(Records of labeled points)
----
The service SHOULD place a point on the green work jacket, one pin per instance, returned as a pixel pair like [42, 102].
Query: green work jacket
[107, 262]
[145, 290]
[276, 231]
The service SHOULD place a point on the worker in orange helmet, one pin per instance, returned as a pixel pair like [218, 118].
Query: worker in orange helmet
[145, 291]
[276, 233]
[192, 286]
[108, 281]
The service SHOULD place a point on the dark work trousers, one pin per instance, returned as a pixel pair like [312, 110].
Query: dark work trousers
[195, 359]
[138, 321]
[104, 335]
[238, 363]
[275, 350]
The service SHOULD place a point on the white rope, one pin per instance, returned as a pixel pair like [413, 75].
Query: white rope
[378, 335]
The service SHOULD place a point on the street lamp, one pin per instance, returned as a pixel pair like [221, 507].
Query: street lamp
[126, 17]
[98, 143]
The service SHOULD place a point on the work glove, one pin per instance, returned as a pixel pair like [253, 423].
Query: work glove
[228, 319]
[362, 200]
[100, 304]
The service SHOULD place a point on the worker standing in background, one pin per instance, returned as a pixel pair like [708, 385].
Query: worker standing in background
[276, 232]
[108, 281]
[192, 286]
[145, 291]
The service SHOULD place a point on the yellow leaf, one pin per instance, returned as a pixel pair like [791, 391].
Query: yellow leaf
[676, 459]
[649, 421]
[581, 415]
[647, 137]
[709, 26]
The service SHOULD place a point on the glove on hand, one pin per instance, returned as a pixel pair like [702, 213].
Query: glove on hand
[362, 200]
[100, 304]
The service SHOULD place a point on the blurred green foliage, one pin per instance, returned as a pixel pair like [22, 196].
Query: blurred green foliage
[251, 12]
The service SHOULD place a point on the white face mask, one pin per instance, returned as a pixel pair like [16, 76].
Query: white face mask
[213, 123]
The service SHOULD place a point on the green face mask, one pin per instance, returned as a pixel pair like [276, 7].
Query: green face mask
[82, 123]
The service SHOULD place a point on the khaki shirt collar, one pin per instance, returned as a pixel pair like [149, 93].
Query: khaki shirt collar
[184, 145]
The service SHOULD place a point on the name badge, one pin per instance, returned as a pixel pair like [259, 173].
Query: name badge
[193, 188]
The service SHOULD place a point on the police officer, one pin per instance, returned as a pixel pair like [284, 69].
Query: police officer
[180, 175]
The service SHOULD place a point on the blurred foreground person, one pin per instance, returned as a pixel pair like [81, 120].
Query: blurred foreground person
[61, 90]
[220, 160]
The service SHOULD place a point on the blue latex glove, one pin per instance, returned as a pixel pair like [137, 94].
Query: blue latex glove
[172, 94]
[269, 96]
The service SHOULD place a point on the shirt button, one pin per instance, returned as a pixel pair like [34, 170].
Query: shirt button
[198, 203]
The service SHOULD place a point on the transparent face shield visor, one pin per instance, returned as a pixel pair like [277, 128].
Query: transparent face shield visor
----
## DESCRIPTION OF THE TASK:
Copy out, line for line, the part of the records that starts with the line containing "The service SHOULD place a point on the shirt" and continues through the end of the records.

## REPLY:
The service SHOULD place a point on the shirt button, one pin per instance, returned as a pixel pair like [34, 170].
Query: shirt button
[198, 203]
The service SHOULD place a point on the transparent face shield visor, one pin per instance, returned as a pixel pair like [277, 128].
Query: transparent face shield visor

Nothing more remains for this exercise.